Required action 1: Rewrite the drug pricing article starting with "In a bid that" and going on through "by the Huffington Post.", replacing "bid" with "push".
Required action 2: List every party that the drug pricing article presents as reporting, arguing, or saying something about the pricing policies.

In a bid that will bolster profits for western pharmaceutical corporations at the expense of the world’s most vulnerable, the Obama administration is pushing international drug pricing policies that would ensure elevated prices for essential medicines across the developing world, according to a report by the Huffington Post.
The report explores how the Obama administration’s U.S. Patent and Trademark Office (USPTO) has increasingly sought to intensify western pharmaceutical patent and data exclusivity rules through international trade negotiations such as the Trans-Pacific Partnership (TPP), which allow for steep increases in drug prices around the world. United Nations groups, the World Health Organization, and many human rights lawyers and patient advocates argue these corporation-friendly rules greatly oppress sick patients in developing countries.
“We’re taking the worst parts of U.S. law, the parts that make these medications unavailable to patients, and putting them into a trade policy as a guiding principle for developing countries. That’s ridiculous,” Reshma Ramachandran, a fellow with the American Medical Student Association, told the Huffington Post.

Entries shown:
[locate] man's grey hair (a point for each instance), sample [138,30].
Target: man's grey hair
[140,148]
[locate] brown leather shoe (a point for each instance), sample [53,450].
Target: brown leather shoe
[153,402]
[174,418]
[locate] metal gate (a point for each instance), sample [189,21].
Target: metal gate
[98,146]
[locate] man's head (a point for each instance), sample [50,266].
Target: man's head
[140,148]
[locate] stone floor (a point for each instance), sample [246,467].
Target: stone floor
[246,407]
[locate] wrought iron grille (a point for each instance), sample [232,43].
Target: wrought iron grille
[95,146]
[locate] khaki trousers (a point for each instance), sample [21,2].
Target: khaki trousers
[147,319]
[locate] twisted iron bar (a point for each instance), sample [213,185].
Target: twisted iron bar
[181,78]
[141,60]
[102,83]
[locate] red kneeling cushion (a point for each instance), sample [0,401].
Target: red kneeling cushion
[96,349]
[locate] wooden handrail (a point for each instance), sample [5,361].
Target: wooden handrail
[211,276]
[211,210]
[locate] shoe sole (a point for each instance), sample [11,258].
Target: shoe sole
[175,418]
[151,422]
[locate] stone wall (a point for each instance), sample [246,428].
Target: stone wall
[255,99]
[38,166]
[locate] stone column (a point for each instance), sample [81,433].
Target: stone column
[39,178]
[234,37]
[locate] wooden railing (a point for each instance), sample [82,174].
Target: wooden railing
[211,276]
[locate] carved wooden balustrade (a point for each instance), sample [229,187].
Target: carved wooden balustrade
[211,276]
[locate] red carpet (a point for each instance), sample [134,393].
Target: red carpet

Output 1:
In a push that will bolster profits for western pharmaceutical corporations at the expense of the world’s most vulnerable, the Obama administration is pushing international drug pricing policies that would ensure elevated prices for essential medicines across the developing world, according to a report by the Huffington Post.

Output 2:
- The Huffington Post
- United Nations groups
- The World Health Organization
- Human rights lawyers
- Patient advocates
- Reshma Ramachandran